> [Exercise task]:
Please turn the items below into a numbered list of their lines, with blank lines and pictures left out.

== Given records ==

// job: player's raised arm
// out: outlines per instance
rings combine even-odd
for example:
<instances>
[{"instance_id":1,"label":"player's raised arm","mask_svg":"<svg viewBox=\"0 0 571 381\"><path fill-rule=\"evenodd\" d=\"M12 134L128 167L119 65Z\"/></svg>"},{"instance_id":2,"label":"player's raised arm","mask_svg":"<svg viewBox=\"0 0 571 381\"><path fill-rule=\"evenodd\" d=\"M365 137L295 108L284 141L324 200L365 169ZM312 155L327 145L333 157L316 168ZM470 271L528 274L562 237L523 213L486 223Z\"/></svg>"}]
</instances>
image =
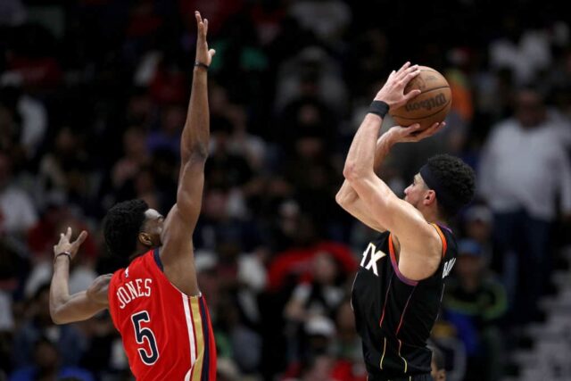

===

> [Solved exercise]:
1. // job: player's raised arm
2. // out: outlines per instance
3. rings combine even-odd
4. for example:
5. <instances>
6. [{"instance_id":1,"label":"player's raised arm","mask_svg":"<svg viewBox=\"0 0 571 381\"><path fill-rule=\"evenodd\" d=\"M12 134L128 167L119 65Z\"/></svg>"},{"instance_id":2,"label":"player's raised arm","mask_svg":"<svg viewBox=\"0 0 571 381\"><path fill-rule=\"evenodd\" d=\"M365 137L295 108L284 141L324 200L365 169ZM312 155L327 145L333 157L316 168ZM470 271L528 274L562 237L523 213L486 223Z\"/></svg>"}]
7. </instances>
8. image =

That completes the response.